Covid stress manageable, legacy bad loans taken care of: SBI chief Khara

MUMBAI: Newly appointed chairman of State Bank of India, Dinesh Khara, has said that the Covid-related stress on the borrowers of the country’s largest bank is manageable and there is not much visibility on clients seeking restructuring. He, however, said that SBI would continue with its tradition of making upfront provisions for stressed loan accounts.
Addressing the media for the first time after taking charge, Khara said he was proud to be part of the bank and humbled with the appointment. He listed his priorities to include health of employees & customers, maintaining asset quality and generating value for all stakeholders. “The bank has embarked on a journey of digital distribution and is increasingly leveraging digital and analytical capabilities and will continue this journey,” said Khara.
Speaking on the likelihood of bad loans rising in the wake of the Covid pandemic, Khara said the bank has fully provided for all its legacy loans. “Right now, we do not have a visibility on the cases that will need to undergo restructuring because of Covid. Overall, we are not envisaging this as a concern,” said Khara. He added that one of the indicators of stress was the change in cash flows into large corporate accounts and the bank has been monitoring these during the lockdown. “While I would not say everything is hunky dory, what is seen is manageable,” he said.

◆ AIM OF THE EXERCISE ◆
Which priorities does Khara list in the SBI article above?

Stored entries
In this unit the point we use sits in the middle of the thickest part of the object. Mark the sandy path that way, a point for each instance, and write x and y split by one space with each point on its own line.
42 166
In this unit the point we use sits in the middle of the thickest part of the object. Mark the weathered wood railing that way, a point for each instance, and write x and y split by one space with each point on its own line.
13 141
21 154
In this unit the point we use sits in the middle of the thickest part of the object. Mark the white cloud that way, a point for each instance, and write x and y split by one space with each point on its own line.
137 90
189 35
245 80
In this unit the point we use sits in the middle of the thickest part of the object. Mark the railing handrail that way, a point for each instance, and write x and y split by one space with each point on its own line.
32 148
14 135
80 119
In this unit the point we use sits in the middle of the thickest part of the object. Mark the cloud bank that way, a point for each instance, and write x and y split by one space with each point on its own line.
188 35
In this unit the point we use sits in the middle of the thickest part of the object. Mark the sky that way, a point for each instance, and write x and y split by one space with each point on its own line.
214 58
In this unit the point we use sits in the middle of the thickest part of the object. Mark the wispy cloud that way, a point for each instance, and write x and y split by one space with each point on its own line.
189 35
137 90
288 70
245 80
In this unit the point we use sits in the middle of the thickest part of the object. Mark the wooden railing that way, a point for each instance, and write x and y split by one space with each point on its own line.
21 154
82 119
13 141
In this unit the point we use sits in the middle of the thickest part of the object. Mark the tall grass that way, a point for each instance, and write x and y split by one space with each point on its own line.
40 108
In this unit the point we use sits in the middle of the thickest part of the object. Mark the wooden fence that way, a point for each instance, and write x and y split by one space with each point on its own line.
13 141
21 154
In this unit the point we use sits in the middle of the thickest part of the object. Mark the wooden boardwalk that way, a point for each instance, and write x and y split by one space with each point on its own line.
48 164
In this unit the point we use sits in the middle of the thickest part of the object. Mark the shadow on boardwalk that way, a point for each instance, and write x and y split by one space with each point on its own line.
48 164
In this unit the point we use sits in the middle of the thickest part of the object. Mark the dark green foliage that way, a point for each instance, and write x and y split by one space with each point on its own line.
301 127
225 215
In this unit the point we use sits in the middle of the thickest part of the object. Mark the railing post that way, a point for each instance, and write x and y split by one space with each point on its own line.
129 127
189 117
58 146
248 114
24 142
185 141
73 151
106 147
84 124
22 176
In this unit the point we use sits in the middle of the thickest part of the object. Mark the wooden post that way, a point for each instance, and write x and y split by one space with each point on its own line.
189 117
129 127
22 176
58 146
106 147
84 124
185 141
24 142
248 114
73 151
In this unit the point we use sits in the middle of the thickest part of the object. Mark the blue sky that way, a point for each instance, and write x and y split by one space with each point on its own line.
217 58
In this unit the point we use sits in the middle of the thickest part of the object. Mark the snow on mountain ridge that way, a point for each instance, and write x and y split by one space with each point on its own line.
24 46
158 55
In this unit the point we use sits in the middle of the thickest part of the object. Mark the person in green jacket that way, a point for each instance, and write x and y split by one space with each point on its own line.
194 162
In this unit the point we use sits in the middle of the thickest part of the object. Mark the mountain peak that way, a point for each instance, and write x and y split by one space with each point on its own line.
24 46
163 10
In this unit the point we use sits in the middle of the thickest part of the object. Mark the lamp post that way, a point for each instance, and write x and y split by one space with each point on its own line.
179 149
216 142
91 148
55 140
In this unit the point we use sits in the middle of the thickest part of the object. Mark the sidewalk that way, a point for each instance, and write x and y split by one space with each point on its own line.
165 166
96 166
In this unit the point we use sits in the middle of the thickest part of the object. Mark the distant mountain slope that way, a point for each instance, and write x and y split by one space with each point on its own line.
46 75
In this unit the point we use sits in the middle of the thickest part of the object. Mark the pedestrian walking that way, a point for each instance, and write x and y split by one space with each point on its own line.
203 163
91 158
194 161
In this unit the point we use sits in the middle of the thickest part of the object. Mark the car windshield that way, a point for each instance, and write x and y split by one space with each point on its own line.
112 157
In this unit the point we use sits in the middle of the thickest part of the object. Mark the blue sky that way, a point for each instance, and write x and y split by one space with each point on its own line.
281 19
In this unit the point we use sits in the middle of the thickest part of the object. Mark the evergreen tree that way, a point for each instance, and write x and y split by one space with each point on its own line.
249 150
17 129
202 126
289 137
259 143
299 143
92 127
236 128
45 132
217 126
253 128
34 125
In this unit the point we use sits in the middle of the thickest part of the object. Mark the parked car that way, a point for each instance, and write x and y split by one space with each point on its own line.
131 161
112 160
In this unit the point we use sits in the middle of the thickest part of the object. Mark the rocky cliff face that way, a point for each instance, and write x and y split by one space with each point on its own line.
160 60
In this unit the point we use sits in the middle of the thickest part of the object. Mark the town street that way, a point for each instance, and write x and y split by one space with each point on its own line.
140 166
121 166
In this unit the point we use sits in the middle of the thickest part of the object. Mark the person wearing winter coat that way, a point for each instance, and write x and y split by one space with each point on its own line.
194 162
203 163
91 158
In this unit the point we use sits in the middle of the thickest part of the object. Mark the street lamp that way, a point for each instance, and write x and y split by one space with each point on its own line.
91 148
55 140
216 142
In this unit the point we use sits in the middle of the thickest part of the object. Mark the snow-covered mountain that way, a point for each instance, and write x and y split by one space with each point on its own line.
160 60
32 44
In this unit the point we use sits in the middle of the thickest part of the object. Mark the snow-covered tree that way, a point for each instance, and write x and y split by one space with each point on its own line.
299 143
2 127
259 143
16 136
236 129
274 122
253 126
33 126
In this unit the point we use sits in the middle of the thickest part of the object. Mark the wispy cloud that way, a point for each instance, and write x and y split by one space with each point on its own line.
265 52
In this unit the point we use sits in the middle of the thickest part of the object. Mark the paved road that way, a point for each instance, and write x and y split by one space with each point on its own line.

◆ RESULT FOR THIS EXERCISE ◆
- Health of employees & customers
- Maintaining asset quality
- Generating value for all stakeholders